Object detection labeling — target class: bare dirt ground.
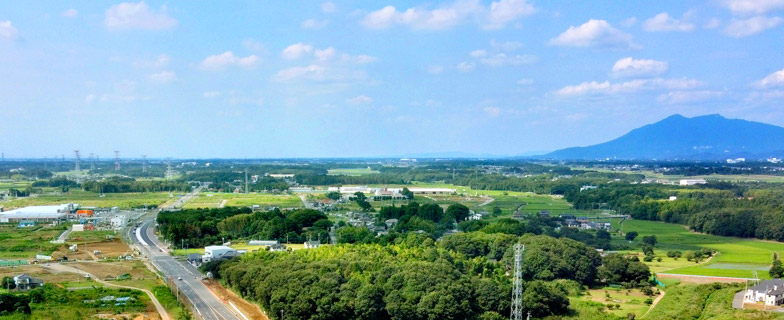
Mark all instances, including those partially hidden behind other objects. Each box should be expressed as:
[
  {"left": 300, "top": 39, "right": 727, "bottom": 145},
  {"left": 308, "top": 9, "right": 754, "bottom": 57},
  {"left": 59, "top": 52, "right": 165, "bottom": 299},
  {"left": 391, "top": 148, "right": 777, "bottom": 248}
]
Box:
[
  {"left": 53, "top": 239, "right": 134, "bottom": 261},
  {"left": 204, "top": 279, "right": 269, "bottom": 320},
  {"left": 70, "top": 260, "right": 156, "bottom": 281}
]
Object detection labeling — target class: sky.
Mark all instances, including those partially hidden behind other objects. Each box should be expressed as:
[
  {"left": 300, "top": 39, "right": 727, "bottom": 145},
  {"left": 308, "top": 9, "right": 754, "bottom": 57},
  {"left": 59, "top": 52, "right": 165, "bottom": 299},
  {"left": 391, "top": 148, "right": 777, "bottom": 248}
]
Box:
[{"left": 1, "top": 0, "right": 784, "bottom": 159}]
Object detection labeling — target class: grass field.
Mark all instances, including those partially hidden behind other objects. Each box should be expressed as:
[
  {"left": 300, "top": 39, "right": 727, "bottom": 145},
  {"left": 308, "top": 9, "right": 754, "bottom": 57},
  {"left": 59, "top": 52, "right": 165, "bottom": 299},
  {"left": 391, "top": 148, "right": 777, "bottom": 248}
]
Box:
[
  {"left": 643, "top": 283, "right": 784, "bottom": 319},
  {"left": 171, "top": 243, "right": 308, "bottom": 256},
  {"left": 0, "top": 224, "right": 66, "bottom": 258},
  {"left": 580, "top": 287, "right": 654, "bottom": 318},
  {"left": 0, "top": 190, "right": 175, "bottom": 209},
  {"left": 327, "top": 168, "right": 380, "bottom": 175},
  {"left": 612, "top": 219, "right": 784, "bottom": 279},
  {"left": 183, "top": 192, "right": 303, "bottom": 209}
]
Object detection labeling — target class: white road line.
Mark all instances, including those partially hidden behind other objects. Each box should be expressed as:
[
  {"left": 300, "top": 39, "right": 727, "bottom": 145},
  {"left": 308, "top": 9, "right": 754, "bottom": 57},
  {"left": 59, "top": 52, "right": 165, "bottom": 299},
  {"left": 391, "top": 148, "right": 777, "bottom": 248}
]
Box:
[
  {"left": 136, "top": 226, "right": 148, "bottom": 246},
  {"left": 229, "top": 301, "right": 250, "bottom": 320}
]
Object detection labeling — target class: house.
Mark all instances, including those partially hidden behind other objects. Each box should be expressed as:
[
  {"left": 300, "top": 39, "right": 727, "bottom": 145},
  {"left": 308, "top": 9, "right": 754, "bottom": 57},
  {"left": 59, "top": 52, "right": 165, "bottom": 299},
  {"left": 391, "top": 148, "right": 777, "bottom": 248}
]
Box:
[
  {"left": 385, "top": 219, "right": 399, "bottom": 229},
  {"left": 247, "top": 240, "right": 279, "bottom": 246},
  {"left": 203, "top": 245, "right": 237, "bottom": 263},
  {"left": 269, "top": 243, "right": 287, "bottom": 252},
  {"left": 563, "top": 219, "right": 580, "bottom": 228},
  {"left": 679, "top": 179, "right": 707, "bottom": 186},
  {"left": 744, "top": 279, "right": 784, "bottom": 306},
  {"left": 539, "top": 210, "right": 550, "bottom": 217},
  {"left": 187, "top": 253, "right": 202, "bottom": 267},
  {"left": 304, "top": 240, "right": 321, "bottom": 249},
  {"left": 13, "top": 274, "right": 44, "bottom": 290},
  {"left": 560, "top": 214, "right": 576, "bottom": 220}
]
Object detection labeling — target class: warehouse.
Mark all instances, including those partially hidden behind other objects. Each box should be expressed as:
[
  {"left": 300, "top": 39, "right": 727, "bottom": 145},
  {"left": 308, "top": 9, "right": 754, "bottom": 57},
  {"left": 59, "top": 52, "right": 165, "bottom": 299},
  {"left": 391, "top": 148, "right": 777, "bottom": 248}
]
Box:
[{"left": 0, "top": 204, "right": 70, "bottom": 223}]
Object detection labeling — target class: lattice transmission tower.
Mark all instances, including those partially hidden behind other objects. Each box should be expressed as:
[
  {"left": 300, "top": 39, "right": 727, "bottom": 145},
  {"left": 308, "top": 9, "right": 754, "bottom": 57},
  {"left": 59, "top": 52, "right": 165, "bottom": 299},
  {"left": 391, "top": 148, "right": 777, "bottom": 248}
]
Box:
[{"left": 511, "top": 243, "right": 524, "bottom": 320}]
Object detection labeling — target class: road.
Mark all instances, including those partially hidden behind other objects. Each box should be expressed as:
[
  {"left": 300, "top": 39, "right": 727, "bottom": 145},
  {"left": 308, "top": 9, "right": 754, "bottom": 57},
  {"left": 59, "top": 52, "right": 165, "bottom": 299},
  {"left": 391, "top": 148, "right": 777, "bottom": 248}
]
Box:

□ □ □ □

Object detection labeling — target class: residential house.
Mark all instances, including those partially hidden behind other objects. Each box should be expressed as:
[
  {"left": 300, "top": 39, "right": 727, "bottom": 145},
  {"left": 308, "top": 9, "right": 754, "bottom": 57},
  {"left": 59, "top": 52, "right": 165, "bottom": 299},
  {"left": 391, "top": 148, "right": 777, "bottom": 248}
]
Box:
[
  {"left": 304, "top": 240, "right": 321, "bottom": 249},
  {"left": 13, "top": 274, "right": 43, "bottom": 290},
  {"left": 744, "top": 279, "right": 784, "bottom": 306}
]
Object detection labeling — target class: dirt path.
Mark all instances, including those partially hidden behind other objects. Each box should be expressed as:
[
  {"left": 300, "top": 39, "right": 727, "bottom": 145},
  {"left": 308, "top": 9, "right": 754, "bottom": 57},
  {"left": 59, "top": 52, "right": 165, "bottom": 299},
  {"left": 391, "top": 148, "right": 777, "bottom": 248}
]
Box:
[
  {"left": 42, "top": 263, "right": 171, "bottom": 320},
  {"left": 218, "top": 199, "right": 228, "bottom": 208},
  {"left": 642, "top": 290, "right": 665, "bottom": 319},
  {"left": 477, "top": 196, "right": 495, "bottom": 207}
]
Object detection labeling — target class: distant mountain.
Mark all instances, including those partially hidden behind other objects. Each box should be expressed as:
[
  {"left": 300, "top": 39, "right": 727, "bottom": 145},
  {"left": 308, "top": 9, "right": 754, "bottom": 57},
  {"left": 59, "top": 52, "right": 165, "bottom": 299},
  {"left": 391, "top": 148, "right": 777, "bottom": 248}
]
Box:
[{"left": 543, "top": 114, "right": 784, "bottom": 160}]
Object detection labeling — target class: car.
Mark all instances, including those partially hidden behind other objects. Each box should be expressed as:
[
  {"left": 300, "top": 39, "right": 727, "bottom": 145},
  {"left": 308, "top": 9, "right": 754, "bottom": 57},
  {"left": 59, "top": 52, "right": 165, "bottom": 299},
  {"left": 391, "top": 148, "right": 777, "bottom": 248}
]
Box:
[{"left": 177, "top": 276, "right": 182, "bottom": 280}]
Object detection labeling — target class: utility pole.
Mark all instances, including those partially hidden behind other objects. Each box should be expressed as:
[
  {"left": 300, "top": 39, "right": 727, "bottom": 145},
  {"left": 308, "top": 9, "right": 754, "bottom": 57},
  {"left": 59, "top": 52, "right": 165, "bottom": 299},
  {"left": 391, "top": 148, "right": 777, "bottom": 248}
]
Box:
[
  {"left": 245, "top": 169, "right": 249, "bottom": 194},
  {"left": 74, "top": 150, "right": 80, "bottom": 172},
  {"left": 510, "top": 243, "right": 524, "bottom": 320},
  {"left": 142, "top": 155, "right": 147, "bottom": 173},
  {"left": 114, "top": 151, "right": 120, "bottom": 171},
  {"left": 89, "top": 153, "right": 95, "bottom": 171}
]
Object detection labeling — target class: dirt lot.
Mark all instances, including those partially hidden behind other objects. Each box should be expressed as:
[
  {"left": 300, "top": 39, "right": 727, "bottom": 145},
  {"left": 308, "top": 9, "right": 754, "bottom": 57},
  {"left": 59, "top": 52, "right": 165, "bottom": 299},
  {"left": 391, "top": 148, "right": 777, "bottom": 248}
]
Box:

□ □ □ □

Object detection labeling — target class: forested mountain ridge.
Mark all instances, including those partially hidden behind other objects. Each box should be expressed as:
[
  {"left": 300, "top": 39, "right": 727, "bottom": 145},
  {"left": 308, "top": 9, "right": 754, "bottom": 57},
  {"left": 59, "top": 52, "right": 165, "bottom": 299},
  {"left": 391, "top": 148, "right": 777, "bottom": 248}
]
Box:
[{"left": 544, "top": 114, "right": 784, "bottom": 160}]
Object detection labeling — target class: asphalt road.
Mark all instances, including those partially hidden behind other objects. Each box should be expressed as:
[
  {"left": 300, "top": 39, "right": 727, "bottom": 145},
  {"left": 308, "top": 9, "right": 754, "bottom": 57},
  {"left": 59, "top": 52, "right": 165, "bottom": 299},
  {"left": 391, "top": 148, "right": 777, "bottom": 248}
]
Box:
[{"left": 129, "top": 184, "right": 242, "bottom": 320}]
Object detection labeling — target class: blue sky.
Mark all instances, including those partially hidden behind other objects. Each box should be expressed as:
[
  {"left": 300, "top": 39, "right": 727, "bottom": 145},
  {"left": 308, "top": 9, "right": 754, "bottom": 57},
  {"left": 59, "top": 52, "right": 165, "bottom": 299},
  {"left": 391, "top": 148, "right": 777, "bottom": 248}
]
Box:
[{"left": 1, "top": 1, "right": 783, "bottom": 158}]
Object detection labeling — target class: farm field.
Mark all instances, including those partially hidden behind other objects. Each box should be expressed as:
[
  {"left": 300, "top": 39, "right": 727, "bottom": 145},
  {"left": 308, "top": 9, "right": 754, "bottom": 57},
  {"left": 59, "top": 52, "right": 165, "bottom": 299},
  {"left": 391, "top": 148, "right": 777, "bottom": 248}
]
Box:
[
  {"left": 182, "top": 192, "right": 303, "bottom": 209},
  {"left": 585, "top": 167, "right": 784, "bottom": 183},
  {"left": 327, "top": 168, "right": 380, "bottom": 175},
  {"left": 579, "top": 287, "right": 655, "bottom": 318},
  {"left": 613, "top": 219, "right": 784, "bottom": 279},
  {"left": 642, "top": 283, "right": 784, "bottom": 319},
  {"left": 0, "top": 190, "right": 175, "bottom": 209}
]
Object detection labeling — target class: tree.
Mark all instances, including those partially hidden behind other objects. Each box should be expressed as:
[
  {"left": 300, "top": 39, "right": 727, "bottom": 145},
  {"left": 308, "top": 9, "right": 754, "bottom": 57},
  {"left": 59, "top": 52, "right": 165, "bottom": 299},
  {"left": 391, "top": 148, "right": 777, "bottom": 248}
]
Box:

□ □ □ □

WHAT YOU NEED TO DO -
Report all lines in the records that include the string "dirt".

RESULT FOR THIS EXERCISE -
Object detection labeling — target class: bare dirt ground.
Object detection labeling — target class: dirt path.
Object detection labeling — target class: dirt lot.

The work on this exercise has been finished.